*課題 1:* リストの中から、文字列「reflection」を含む行をすべて抜き出しなさい。
==========
中篇「PK」「超人」「密使」からなる“未来三部作”。こだわりとたくらみに満ちた三作品を貫く、伊坂幸太郎が見ている未来とは。
こちらの紹介にある「未来」となっているいますが、特に未来ということが明示されているわけではありません。過去と現在を行ったり来たりしながら、ストリーが展開しています。実際の三編は、共通らしい登場人物はいますが、それが明確に話が展開するわけではありません。だだし、このつながりは、薄いのですが、きれいな糸でつながっています。
共通のキーワードがあるとすれば、「決心」でしょうか。人から脅されたり、選択肢があるときに、どちらを選ぶか。それによって、未来が変わってくるということになります。
==========
*課題 2:* 次の(a)〜(c)が引用文の内容と合うかどうかを「はい」か「いいえ」で答え、判断の決め手となる箇所を引用文からそのまま引きなさい。(a) 三部作は「PK」「超人」「密使」の三つの中篇からなる。(b) 三編のつながりは太く強いものだと述べられている。(c) 三編に共通するキーワードとして「決心」が挙げられている。

[物体位置ラベリング項目]
==========
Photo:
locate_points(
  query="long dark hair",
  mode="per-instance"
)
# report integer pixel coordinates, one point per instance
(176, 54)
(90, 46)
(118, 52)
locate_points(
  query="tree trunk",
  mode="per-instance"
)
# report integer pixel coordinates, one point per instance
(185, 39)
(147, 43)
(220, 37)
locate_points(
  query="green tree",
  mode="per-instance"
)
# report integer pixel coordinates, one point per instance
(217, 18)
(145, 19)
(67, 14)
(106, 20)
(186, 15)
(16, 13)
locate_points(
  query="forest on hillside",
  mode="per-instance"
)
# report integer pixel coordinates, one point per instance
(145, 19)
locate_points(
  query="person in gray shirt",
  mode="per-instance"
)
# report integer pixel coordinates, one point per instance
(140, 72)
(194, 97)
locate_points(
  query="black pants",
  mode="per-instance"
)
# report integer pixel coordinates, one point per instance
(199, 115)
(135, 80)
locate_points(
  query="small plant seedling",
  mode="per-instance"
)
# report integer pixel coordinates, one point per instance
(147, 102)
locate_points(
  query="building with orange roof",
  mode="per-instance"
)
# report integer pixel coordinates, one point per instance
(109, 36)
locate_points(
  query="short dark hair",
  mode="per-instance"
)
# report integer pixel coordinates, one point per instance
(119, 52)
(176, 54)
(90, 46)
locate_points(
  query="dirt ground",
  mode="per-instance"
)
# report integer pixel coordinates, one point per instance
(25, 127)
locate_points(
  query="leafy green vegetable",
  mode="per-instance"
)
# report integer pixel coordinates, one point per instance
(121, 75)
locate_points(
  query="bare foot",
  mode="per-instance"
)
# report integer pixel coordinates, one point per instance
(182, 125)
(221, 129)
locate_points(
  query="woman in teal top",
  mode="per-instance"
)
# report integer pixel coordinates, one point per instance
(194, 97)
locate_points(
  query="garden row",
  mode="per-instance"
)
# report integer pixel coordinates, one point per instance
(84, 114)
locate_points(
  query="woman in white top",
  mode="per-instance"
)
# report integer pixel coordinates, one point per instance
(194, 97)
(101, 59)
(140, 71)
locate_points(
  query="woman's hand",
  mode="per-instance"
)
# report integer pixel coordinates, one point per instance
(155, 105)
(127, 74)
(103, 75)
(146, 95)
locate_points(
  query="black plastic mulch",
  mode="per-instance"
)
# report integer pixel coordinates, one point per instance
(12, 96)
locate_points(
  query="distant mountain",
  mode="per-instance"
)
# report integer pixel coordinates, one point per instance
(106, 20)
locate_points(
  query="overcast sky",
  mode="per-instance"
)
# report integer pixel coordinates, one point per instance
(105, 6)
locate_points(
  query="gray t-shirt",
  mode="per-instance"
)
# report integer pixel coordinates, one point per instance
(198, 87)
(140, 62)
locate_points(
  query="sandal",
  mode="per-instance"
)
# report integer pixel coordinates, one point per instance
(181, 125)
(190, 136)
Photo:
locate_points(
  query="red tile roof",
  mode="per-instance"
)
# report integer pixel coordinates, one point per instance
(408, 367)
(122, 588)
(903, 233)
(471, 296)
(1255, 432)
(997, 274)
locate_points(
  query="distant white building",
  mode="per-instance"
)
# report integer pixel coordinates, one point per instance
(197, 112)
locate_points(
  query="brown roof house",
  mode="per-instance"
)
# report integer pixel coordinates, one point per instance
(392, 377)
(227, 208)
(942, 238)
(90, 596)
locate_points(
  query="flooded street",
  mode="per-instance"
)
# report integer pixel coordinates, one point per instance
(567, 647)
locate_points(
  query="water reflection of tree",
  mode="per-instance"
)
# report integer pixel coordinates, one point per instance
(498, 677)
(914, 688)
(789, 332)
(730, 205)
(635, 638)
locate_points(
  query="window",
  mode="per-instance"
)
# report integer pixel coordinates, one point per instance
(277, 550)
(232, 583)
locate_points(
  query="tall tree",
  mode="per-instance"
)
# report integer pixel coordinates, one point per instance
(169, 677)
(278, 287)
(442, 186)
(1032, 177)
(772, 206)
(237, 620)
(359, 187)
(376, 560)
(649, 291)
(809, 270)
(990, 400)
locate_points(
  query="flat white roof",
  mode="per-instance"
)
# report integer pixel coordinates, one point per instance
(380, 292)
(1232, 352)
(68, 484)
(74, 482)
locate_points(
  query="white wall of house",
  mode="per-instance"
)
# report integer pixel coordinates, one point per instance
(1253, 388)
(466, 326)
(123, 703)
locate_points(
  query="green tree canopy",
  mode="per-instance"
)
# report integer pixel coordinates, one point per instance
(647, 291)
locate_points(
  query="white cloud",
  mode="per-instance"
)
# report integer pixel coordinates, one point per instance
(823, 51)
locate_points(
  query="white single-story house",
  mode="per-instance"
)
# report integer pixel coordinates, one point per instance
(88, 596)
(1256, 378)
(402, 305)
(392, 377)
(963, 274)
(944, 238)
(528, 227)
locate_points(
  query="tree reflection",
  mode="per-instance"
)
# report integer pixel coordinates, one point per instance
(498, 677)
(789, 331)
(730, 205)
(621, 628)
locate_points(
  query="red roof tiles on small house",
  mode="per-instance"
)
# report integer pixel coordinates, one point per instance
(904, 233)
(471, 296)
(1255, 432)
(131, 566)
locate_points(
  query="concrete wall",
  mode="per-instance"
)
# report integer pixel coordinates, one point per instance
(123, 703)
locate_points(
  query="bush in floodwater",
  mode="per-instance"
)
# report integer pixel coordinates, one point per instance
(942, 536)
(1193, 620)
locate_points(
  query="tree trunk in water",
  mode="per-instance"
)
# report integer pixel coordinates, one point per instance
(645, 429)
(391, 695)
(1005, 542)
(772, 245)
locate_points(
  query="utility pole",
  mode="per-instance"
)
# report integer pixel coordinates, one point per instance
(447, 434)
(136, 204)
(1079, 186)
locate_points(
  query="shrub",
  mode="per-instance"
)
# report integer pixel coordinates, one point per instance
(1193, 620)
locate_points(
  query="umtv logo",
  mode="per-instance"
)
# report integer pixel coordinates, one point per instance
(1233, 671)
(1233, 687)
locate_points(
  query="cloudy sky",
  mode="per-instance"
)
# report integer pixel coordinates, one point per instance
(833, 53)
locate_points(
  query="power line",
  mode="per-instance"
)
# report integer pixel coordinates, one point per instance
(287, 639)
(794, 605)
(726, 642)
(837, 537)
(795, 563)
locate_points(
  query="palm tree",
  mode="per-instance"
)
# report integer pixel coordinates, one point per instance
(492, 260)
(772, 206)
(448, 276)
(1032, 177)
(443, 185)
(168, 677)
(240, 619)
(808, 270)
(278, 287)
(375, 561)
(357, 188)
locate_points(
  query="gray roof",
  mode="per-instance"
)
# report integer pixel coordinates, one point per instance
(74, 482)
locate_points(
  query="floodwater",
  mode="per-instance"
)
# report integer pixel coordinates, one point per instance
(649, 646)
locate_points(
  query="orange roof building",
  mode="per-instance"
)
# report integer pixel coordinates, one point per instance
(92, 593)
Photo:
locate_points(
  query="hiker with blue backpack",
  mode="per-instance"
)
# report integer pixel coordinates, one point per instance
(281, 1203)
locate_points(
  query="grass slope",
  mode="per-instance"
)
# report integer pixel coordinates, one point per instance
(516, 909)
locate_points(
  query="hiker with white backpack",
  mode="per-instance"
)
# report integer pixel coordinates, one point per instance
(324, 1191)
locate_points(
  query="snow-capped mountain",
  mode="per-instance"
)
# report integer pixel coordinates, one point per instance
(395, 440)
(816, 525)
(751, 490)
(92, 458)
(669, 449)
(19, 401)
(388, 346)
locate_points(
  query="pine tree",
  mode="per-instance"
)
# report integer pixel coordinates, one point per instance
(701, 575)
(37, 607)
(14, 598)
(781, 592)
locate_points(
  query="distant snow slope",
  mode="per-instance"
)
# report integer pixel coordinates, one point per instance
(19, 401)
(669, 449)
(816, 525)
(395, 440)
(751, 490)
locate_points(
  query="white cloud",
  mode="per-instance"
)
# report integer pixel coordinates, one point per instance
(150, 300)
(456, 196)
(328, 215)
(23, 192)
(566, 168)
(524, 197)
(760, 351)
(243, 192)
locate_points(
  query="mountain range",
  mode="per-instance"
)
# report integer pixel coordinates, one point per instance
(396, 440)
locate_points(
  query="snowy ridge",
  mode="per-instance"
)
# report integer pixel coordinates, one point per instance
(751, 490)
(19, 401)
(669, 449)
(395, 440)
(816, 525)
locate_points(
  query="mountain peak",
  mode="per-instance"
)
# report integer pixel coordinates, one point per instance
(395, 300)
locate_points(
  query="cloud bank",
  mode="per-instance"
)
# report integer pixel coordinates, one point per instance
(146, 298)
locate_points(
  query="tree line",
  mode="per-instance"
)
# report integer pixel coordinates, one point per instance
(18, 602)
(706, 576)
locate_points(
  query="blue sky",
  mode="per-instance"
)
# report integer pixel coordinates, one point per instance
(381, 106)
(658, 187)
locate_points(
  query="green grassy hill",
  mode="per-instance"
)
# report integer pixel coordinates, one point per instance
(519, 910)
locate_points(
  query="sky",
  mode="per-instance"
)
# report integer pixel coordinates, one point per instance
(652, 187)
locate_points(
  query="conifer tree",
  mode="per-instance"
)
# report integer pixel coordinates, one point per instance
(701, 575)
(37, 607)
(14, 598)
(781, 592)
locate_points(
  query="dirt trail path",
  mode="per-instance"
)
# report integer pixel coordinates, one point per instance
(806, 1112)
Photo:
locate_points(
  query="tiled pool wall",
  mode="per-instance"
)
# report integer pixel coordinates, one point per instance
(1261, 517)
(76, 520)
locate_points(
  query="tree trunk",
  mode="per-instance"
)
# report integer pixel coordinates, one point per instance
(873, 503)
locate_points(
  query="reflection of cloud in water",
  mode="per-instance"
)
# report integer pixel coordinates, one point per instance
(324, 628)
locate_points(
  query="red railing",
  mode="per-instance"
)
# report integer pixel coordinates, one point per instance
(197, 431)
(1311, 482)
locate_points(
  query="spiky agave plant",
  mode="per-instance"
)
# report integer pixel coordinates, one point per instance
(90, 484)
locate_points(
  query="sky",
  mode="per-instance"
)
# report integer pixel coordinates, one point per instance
==========
*解答 1:*
  query="water reflection of tree",
  query="tree reflection",
  query="reflection of cloud in water",

*解答 2:*
(a) はい。「中篇「PK」「超人」「密使」からなる“未来三部作”」
(b) いいえ。「このつながりは、薄いのですが、きれいな糸でつながっています」
(c) はい。「共通のキーワードがあるとすれば、「決心」でしょうか」